• [Testo]
========================
Particolarmente interessante, nell’ambito della svolta “green” dei data center mondiali, è la storia di “Open Compute Project”, lanciato da Facebook nel 2009, ossia in un momento nel quale il colosso fondato da Mark Zuckerberg cresceva in modo esponenziale, offrendo nuovi servizi attraverso l’ormai celeberrima piattaforma per condividere foto e video.
Il grande merito dell’azienda americana fu in prima battuta quello di ripensare, in tempo utile, la propria infrastruttura per accogliere il prevedibile enorme afflusso di dati, contenendo i costi e il consumo di energia, e successivamente quello di aver condiviso i propri progetti con attori del calibro di Intel, Rackspace, Goldman Sachs e Andy Bechtolsheim con l’intento di dar vita a un movimento nell’ambito dell’hardware in grado di generare lo stesso tipo di creatività e collaborazione tipici del mondo del software open source.
Fu, in qualche modo, un segnale inequivocabile di un cambiamento ormai in atto che avrebbe innescato, come in una virtuosa reazione a catena, una serie di altre iniziative, destinate a trasformare i connotati dei data center ed avviarli verso una nuova era eco-compatibile.
========================
• [Esercizio 1] Riassumi in due frasi il testo sull'Open Compute Project.
• [Esercizio 2] Per favore, indica in quale anno Facebook lanciò l'Open Compute Project secondo il testo.

• [Dati]
========================
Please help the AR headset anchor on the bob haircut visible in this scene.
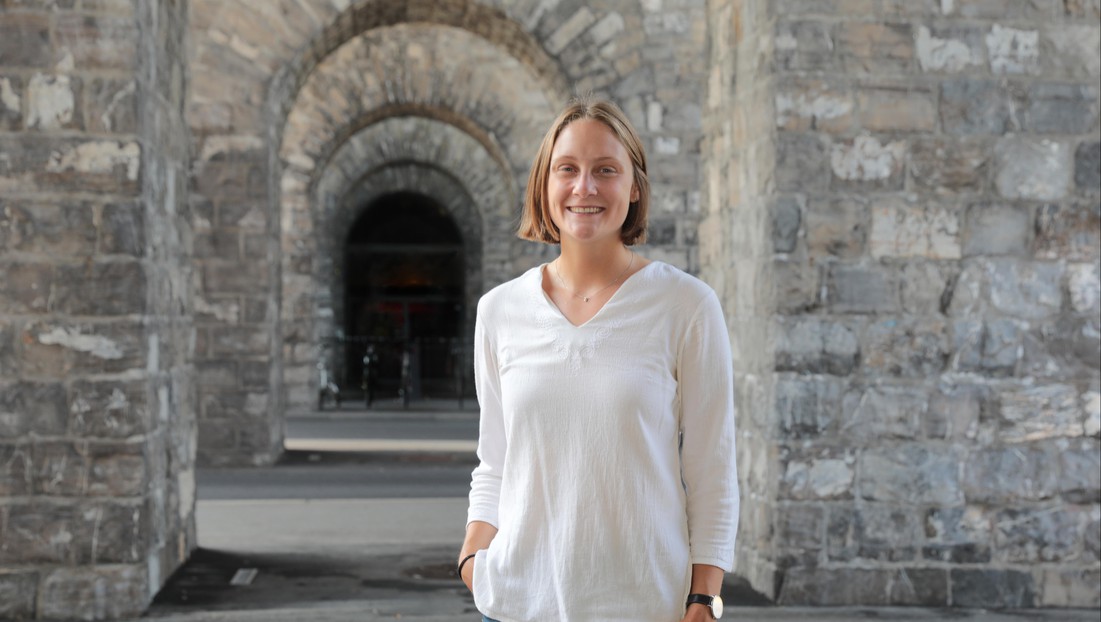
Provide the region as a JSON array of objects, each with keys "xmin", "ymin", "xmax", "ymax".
========================
• [Risposta 1] Nel 2009, in una fase di crescita esponenziale, Facebook lanciò l'Open Compute Project e ripensò la propria infrastruttura per accogliere l'enorme afflusso di dati contenendo costi e consumo di energia. Condividendo poi i progetti con attori come Intel, Rackspace, Goldman Sachs e Andy Bechtolsheim, l'azienda diede un segnale del cambiamento che avrebbe avviato i data center verso una nuova era eco-compatibile.

• [Risposta 2] Nel 2009.